Natural-language object grounding data
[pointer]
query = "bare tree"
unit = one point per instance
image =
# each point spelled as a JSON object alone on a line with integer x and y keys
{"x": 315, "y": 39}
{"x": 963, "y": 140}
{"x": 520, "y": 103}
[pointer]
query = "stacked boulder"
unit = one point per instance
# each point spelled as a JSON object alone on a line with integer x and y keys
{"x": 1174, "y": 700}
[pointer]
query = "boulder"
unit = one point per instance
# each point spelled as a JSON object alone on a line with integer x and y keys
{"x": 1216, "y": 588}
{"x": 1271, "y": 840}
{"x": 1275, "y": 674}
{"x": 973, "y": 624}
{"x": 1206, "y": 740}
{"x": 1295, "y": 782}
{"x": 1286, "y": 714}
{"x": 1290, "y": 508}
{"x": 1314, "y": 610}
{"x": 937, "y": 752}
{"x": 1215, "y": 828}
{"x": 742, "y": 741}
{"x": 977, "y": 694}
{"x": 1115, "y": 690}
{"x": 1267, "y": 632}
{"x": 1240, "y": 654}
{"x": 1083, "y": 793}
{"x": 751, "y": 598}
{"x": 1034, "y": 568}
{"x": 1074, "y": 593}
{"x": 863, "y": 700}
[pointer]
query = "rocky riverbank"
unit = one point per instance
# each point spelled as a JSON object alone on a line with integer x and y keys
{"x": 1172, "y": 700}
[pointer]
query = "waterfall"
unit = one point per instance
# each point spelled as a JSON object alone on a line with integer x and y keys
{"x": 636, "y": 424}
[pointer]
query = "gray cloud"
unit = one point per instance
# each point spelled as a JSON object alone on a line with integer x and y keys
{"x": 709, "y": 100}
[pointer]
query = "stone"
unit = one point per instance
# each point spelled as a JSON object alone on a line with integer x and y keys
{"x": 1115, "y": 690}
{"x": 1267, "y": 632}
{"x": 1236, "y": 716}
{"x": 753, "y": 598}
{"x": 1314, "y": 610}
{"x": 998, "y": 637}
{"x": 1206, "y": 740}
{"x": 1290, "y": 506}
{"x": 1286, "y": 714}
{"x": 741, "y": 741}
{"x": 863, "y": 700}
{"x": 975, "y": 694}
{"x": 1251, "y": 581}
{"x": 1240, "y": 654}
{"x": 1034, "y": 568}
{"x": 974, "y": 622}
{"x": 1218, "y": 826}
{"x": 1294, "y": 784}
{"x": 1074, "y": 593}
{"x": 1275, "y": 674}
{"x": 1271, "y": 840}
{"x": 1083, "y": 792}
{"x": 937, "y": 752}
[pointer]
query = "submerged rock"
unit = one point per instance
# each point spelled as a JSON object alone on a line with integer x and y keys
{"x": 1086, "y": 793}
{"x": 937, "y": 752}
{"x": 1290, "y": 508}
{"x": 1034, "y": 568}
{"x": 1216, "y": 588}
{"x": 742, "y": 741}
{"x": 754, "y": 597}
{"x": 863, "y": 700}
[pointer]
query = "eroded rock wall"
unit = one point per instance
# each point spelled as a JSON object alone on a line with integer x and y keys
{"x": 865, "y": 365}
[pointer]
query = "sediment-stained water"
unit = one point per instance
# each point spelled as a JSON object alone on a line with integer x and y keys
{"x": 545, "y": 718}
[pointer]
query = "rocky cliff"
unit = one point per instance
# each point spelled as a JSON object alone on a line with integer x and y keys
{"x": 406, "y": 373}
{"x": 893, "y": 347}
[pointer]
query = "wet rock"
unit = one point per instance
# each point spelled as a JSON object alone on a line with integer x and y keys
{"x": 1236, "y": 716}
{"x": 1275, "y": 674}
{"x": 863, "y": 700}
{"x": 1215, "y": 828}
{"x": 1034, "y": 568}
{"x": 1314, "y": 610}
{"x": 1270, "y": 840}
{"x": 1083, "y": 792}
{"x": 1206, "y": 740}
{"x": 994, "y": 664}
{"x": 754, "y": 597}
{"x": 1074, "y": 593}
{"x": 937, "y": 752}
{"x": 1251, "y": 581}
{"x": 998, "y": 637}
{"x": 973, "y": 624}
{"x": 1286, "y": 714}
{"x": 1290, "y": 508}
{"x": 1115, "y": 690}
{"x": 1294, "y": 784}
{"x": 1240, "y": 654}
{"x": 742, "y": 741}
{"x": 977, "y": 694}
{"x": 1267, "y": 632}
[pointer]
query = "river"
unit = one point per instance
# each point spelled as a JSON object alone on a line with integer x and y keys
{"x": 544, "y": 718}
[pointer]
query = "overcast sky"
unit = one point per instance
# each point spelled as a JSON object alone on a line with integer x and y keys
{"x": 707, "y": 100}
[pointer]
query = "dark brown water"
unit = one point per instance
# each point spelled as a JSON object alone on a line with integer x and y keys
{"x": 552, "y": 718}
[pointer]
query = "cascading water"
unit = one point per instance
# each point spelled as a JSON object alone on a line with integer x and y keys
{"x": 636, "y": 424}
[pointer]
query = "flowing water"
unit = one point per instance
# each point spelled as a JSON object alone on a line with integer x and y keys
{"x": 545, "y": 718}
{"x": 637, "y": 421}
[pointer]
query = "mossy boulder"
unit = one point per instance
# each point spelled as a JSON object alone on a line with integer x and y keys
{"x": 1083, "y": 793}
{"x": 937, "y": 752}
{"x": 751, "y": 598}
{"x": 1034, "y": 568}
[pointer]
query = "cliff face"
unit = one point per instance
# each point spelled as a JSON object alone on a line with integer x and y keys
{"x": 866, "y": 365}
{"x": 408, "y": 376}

---

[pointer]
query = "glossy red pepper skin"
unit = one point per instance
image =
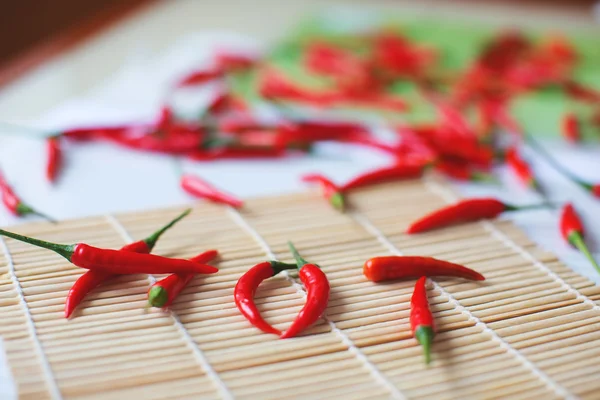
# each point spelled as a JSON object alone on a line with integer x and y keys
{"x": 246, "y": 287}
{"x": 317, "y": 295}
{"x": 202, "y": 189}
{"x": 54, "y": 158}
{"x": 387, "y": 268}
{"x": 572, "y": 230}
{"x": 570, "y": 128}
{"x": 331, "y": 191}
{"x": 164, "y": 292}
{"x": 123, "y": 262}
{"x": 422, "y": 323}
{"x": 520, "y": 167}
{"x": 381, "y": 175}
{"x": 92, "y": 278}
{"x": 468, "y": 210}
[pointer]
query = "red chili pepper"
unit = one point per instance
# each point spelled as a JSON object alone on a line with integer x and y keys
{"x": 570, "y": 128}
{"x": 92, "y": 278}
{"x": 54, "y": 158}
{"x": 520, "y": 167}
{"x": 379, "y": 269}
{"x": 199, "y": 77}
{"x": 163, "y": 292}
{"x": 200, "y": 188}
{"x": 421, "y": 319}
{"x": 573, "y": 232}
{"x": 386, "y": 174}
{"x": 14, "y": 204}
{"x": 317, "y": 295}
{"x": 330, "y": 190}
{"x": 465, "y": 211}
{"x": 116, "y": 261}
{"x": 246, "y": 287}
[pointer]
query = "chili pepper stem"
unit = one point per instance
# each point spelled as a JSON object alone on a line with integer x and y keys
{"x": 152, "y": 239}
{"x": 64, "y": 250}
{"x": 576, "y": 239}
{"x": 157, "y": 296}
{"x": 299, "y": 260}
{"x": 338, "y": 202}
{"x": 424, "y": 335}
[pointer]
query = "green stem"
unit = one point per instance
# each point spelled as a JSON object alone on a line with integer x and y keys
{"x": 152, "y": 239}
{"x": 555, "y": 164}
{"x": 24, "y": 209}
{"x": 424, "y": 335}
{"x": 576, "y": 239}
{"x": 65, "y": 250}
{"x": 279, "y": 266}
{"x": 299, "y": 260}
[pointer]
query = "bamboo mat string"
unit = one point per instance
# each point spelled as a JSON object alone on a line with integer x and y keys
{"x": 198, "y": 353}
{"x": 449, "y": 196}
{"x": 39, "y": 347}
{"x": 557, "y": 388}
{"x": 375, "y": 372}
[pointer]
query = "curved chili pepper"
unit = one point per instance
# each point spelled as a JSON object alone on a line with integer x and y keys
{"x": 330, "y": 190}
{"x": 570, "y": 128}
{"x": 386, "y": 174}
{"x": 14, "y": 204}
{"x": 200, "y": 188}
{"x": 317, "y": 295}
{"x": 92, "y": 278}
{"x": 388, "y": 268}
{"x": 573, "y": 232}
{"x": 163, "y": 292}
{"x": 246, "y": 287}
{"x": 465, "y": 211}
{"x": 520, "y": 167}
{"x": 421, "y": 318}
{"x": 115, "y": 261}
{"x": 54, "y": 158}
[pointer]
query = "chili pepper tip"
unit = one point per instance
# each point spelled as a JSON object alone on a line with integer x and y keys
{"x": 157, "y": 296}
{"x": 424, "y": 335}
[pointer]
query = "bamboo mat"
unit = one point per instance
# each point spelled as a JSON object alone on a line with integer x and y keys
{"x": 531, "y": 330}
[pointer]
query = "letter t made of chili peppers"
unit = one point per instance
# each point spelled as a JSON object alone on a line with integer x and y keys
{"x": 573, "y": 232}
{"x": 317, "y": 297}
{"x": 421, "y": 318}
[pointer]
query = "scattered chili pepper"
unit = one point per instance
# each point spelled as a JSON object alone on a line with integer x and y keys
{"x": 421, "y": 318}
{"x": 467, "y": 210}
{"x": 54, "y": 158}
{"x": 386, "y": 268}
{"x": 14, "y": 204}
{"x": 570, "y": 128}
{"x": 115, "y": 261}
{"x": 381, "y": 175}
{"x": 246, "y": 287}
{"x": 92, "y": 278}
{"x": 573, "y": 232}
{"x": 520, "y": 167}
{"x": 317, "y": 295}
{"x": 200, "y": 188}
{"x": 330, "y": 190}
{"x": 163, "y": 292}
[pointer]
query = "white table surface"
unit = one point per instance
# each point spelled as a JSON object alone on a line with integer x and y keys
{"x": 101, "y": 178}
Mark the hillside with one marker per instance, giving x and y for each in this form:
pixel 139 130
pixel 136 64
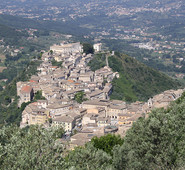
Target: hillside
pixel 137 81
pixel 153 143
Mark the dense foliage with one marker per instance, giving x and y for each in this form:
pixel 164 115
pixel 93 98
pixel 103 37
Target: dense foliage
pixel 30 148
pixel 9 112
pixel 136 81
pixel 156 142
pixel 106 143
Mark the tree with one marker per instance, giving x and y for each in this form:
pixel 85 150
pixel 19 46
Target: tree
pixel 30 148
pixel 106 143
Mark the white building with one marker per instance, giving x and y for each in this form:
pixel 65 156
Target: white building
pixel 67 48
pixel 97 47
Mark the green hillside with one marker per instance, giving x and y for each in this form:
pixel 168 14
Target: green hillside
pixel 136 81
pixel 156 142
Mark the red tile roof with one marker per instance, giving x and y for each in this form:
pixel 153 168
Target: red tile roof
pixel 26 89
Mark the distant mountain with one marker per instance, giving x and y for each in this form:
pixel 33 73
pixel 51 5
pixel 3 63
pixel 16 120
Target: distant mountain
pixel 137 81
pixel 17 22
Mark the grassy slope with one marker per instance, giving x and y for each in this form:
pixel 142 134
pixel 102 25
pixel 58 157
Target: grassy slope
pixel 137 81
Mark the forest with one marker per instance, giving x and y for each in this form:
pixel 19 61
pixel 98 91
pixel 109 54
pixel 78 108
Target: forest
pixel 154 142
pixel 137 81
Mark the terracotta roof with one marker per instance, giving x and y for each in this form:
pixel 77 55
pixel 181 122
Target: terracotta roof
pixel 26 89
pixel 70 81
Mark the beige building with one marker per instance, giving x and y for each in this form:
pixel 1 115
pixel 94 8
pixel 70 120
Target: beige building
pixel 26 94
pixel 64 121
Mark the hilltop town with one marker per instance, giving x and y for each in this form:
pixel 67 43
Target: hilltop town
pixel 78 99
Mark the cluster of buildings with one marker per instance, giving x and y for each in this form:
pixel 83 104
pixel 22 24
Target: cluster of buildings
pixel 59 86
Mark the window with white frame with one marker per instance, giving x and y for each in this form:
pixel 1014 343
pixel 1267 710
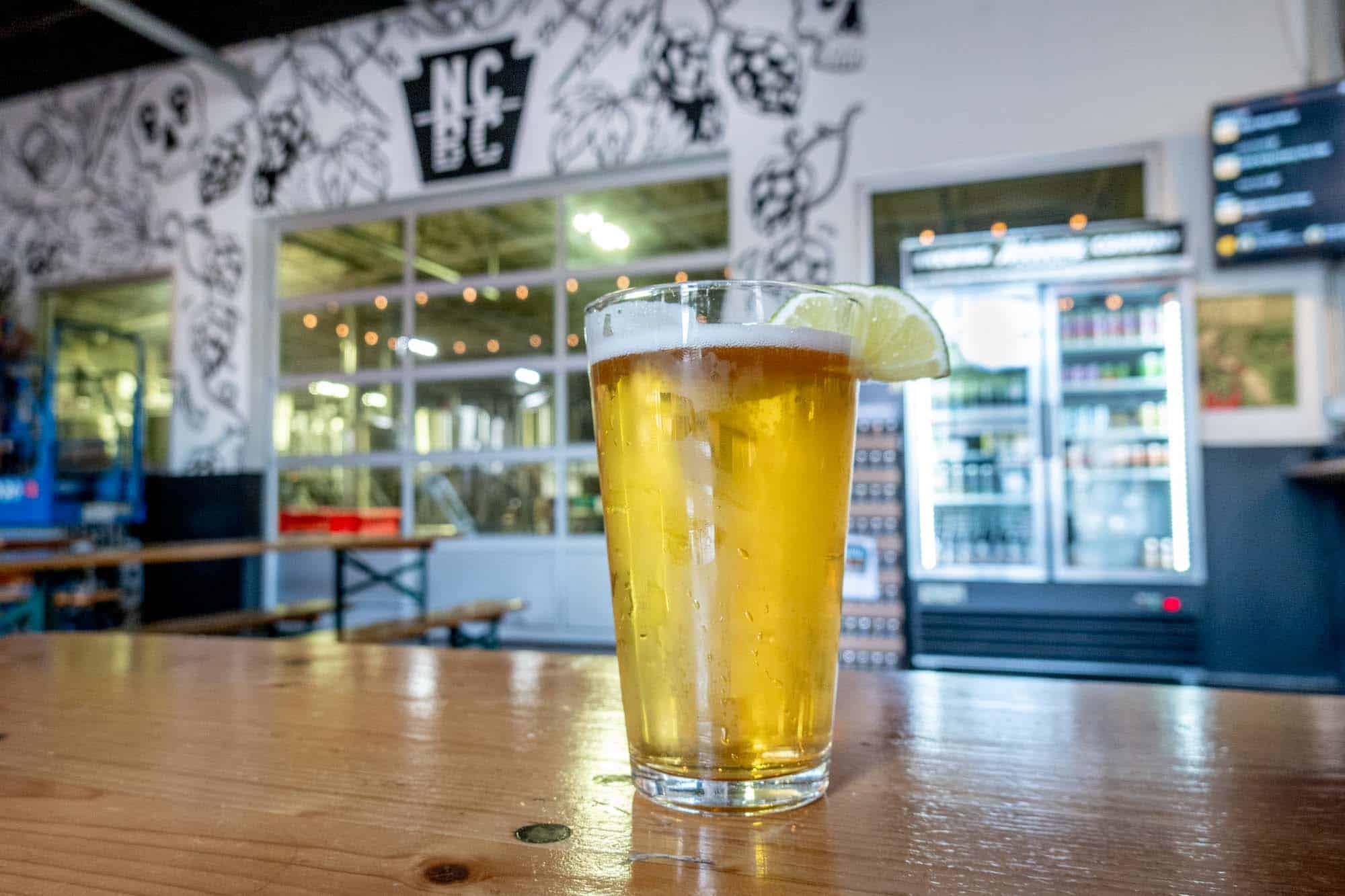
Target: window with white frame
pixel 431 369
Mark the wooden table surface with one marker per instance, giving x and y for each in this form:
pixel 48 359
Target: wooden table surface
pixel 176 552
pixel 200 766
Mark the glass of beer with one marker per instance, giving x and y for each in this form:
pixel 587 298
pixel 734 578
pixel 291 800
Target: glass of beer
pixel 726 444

- _Requirement_:
Which lines above contain the word "rocky"? Copy each of them.

- _Task output_:
query = "rocky riverbank"
query = "rocky cliff"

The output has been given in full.